When grains are sprouted they are converted into a raw, living food with more vital nutrients which are more readily absorbed by the body. Sprouted flours are digested by the body as a vegetable not as a starch.
When grains are sprouted, enzymes are created that aid digestion. Complex sugars are also broken down and as a result, painful intestinal gases and potent carcinogens and enzyme inhibitors are neutralized. This is especially beneficial for those people with intolerances to wheat as they often discover that they can digest sprouted grains without any problem. Grains are normally digested as starches using pancreatic enzymes but when grains are sprouted the starch molecules are changed into vegetable sugars which the body then digests as a vegetable.
According to the research done by the University of Minnesota, sprouting increases the total nutrient density.
Vitamin B1(thiamin) increase of 28%
Vitamin B2(riboflavin) increase of 315%
Vitamin B3(niacin) increase of 66%
Vitamin B5(pantathenic) increase of 65%
Biotin increase of 111%
Folic Acid increase of 278%
Vitamin C increase of 300%
These studies also demonstrated a significant increase in various enzymes including amylase, lipase and protease.
Sprouting grains also helps with the absorption of calcium, magnesium, iron, copper and zinc as reported by the Price-Pottenger Nutrition Foundation.
You can use sprouted flour the same as you would use unsprouted flour, cup for cup.
You can make pasta from sprouted flour.
Our sprouted flours are made from 100% certified organic whole grains so it contains all of the fiber from the whole grains.

_ _ _ _ _

__Your assignment__: Can you repeat the stretch from "Sprouting grains also" through "the whole grains." in the sprouted-grain text, swapping "pasta" for "bread"?

Image point grounding lines:
_ _ _ _ _

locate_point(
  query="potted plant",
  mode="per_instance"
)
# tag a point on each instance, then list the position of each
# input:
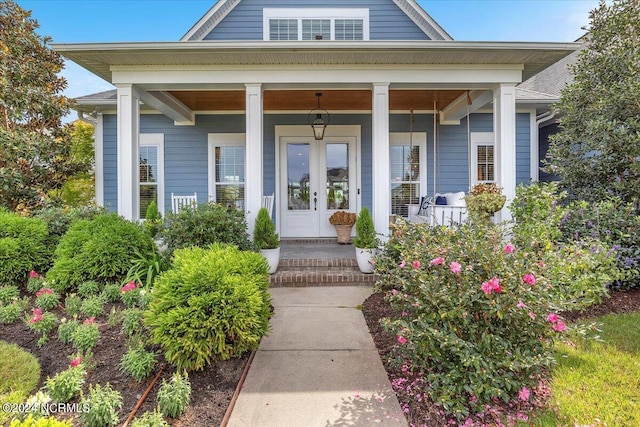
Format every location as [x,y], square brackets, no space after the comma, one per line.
[266,239]
[484,200]
[366,242]
[343,222]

_ _ _ _ _

__Completed exercise__:
Sprouting grains also helps with the absorption of calcium, magnesium, iron, copper and zinc as reported by the Price-Pottenger Nutrition Foundation.
You can use sprouted flour the same as you would use unsprouted flour, cup for cup.
You can make bread from sprouted flour.
Our sprouted flours are made from 100% certified organic whole grains so it contains all of the fiber from the whole grains.